++++ СТРАНИЦА
Ошеломляющее падение производства вызвало небывалую напряженность в обществе. Вследствие колоссального расслоения реальный доход абсолютного большинства населения снизился примерно вдвое. В ходе приватизации произошло масштабное перераспределение на-ционального богатства. Всего за несколько лет примерно треть государственной собственности за бесценок перешла в руки нескольких десятков частных владельцев.
Основная тяжесть нескончаемых неурядиц легла на плечи наименее защищенных групп общества, обладавших скромными ресурсами для смягчения последствий экономического упадка и усиливавшейся нестабильности. Это усугублялось ограниченной способностью граждан конструктивно (политическими либо экономическими средствами) реагировать на быстро менявшиеся обстоятельства и защищать свои жизненные интересы по мере развития политического процесса.
Трансформационная рецессия переходного периода была вызвана не столько рыночной либерализацией, сколько фактическим распадом государства. Традиционные расходы на государственный аппарат (за исключением оборонных расходов, инвестиций, субсидий и обслуживания долга) сократились втрое в реальном выражении. По этой причине все государственные функции – от сбора таможенных пошлин до обеспечения правопорядка – были либо урезаны до предела, либо переданы частному сектору.
++++++++
++++ ФРАГМЕНТЫ ЗАПИСЕЙ
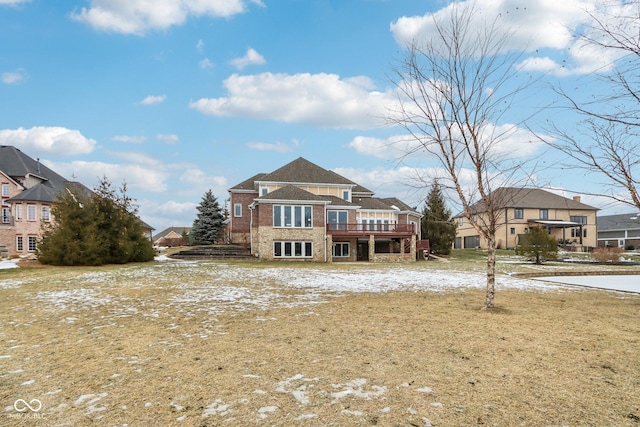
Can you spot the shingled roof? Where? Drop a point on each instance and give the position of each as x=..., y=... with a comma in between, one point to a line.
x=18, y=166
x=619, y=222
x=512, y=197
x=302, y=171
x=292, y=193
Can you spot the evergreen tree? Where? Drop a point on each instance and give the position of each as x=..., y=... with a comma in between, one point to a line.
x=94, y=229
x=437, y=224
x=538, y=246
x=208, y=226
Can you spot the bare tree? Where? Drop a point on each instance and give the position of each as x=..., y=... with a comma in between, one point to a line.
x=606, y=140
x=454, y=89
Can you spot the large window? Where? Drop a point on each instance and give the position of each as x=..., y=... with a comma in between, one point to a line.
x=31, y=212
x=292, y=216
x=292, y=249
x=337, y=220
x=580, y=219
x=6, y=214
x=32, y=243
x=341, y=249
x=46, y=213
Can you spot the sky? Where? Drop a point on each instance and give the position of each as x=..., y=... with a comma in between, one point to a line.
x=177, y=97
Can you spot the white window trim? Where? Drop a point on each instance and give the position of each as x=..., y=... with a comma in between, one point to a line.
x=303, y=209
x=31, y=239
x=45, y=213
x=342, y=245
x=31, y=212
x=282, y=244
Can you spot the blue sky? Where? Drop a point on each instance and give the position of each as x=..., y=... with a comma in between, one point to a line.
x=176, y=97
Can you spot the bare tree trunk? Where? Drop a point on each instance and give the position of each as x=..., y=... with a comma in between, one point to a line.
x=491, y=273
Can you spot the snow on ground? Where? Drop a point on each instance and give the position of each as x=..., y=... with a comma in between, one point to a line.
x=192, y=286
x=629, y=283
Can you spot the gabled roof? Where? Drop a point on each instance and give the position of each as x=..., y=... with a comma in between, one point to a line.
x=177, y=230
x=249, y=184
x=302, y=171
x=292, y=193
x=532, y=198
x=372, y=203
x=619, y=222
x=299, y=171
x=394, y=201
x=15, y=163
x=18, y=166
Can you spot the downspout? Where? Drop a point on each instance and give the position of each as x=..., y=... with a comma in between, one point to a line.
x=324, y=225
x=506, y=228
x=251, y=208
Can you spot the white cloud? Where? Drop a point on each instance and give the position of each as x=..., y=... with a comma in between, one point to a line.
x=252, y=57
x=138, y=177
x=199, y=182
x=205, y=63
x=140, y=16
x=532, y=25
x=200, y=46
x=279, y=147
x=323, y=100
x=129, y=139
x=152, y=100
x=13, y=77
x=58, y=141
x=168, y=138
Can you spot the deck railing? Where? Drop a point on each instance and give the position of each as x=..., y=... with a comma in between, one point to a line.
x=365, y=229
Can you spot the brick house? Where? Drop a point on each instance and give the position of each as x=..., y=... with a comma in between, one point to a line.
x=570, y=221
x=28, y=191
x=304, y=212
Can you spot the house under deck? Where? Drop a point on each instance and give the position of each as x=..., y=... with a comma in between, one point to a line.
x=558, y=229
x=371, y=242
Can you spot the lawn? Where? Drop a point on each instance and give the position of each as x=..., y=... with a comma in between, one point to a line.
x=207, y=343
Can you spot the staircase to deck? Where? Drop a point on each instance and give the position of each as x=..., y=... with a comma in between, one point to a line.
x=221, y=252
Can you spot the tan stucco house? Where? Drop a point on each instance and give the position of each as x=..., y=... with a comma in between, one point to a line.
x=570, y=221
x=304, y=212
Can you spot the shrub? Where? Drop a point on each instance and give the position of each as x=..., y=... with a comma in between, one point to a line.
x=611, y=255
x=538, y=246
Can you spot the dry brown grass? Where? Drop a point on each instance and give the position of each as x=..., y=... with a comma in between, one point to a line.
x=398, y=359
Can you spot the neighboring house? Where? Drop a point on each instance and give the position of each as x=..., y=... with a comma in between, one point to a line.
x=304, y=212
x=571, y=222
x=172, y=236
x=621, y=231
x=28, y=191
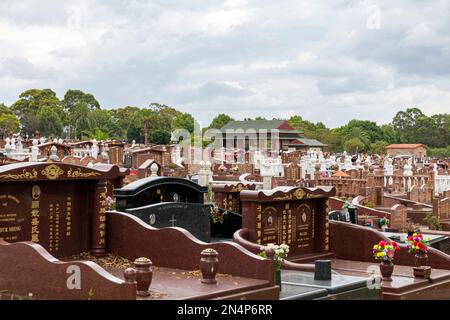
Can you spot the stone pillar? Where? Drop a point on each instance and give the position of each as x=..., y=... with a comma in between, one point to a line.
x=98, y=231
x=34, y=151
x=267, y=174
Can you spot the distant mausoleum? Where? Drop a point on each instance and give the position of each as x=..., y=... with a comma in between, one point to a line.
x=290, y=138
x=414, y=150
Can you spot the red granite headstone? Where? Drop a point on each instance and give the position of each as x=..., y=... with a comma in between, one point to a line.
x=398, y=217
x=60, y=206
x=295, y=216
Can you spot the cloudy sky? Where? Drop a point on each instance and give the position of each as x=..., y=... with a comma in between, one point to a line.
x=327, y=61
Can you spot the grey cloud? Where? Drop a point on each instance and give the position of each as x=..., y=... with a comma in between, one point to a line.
++++++++
» **УСЛОВИЕ ЗАДАНИЯ**
Пожалуйста, продублируйте без изменений отрывок из текста о переходной экономике: начните со слов «Трансформационная рецессия переходного» и остановитесь после слов «переданы частному сектору.».

» **РЕЗУЛЬТАТ ВЫПОЛНЕНИЯ**
Трансформационная рецессия переходного периода была вызвана не столько рыночной либерализацией, сколько фактическим распадом государства. Традиционные расходы на государственный аппарат (за исключением оборонных расходов, инвестиций, субсидий и обслуживания долга) сократились втрое в реальном выражении. По этой причине все государственные функции – от сбора таможенных пошлин до обеспечения правопорядка – были либо урезаны до предела, либо переданы частному сектору.